Start of Records supplied

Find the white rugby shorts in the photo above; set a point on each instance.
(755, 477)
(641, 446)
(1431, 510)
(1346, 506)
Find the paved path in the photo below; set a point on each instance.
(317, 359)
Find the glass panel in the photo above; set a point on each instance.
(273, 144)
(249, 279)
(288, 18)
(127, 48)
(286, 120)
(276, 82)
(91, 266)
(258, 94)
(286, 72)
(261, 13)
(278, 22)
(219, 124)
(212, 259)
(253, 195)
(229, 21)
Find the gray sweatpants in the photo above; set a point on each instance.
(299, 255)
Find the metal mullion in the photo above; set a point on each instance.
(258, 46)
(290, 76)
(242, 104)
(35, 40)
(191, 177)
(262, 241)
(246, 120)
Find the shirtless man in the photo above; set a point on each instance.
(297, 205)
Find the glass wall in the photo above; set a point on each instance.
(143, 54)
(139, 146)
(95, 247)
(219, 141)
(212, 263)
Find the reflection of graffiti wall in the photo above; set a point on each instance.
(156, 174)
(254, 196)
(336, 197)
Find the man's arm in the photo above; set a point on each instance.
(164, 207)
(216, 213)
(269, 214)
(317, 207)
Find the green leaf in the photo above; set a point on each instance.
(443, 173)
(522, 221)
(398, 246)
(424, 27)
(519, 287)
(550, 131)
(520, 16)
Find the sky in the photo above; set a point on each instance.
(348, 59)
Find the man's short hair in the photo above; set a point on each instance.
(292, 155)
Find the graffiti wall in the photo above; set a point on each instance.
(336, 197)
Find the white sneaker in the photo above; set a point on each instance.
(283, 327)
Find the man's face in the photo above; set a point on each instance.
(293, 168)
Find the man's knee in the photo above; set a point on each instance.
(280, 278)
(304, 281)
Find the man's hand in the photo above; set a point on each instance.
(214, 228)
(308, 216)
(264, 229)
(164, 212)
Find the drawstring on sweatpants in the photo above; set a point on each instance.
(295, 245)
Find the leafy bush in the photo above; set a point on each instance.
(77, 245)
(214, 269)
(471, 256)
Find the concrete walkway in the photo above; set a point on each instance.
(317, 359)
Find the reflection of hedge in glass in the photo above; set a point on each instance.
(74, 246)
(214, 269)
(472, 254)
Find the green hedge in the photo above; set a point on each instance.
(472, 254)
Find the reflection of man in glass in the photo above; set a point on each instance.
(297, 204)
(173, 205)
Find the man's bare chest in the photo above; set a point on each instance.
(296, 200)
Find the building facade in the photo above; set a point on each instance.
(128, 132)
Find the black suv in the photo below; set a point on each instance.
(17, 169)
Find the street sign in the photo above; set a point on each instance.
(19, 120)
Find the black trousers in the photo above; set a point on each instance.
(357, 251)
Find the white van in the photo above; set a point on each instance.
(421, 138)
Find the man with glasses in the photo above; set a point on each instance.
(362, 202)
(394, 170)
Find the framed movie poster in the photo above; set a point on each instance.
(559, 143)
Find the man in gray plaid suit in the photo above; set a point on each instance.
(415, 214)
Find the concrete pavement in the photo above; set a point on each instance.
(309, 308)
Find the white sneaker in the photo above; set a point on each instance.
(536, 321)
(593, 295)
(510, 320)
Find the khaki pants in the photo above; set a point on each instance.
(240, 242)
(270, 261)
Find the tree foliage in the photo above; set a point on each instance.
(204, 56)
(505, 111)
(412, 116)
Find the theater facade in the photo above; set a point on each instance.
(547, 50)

End of Records supplied

• _Stated goal_
Output the records verbatim, from the first line to the last.

• _Result below_
Find the white rugby shorts in the photo above; set a point on each instance.
(755, 477)
(641, 446)
(1431, 510)
(1346, 506)
Find the paved path in the photo below; set a point on each instance.
(317, 359)
Find the glass panel in the photo above; set a point on each instance.
(273, 144)
(249, 279)
(288, 18)
(127, 48)
(286, 120)
(276, 82)
(91, 266)
(258, 94)
(286, 72)
(261, 13)
(278, 22)
(219, 124)
(212, 259)
(253, 195)
(229, 21)
Find the gray sweatpants in the photo above; set a point on each instance.
(299, 255)
Find the metal mullion in the photo above; set a point on each instance.
(258, 46)
(290, 76)
(242, 104)
(35, 40)
(191, 177)
(262, 241)
(246, 120)
Find the shirtless man in the photo above; set a point on each instance.
(297, 205)
Find the glass wall in the photo above; set a point on each instance.
(143, 54)
(139, 146)
(95, 247)
(219, 141)
(212, 263)
Find the reflection of graffiti wall in the photo above; set a point on each instance.
(156, 174)
(254, 196)
(336, 197)
Find the man's arm in the photo above; set a point on each instance.
(164, 207)
(216, 213)
(269, 214)
(317, 207)
Find the green leaf in the photo above; set a point on each instance.
(443, 173)
(522, 221)
(398, 246)
(424, 27)
(519, 287)
(550, 131)
(520, 16)
Find the sky in the photo above; set a point on each instance.
(348, 59)
Find the man's short hair in the photo above; set a point on each instance.
(292, 155)
Find the graffiti wall in the photo above; set a point on each instance.
(336, 197)
Find the white sneaker in the photo above; set a point on each instance.
(283, 327)
Find the man's face in the photo above; set a point on each instance.
(293, 168)
Find the man's knee in the photo above; set a point on each instance.
(280, 278)
(304, 281)
Find the man's hand in the photo above; set a point on each instance.
(214, 228)
(308, 216)
(264, 229)
(164, 212)
Find the drawstring on sweatpants in the photo above; set a point on each instance.
(295, 245)
Find the leafy bush in the photo above; set a point on each instance.
(77, 245)
(214, 269)
(471, 256)
Find the concrete walkway in the photo above; set a point on each instance.
(317, 359)
Find the reflection of hedge in glass in the photo above; set a point on each instance.
(74, 246)
(214, 269)
(472, 254)
Find the green hedge in the photo above; set a point on each instance.
(472, 254)
Find the reflection of man in glass in the photo above; set a point on each instance.
(297, 204)
(173, 205)
Find the man's bare chest in the photo above; set a point on each instance.
(296, 200)
Find the building facade in the photo above; set a point on each instance.
(128, 132)
Find the black suv in the photo below; set a point on each instance.
(17, 169)
Find the street sign in the photo above; set a point on each instance.
(19, 120)
Find the black trousers in the photo above; set a point on each instance.
(357, 251)
Find the white van in the photo above; set a point on each instance.
(421, 138)
Find the man with glasses in the photo above; set a point on each instance.
(362, 202)
(394, 170)
Find the framed movie poster in the photo above; set a point on each instance.
(559, 143)
Find the man in gray plaid suit in the photo above; set a point on each instance.
(415, 214)
Find the concrete pavement in the photo above; set a point on each instance.
(309, 308)
Find the white sneaker in the photo above; set a point on each instance.
(536, 321)
(593, 295)
(510, 320)
Find the khaki pants in the photo above; set a point on each instance.
(240, 242)
(270, 261)
Find the tree foliage in the photo above; set a point on each instance.
(204, 56)
(505, 111)
(412, 116)
Find the theater facade in the photo above; set a point on each instance.
(547, 50)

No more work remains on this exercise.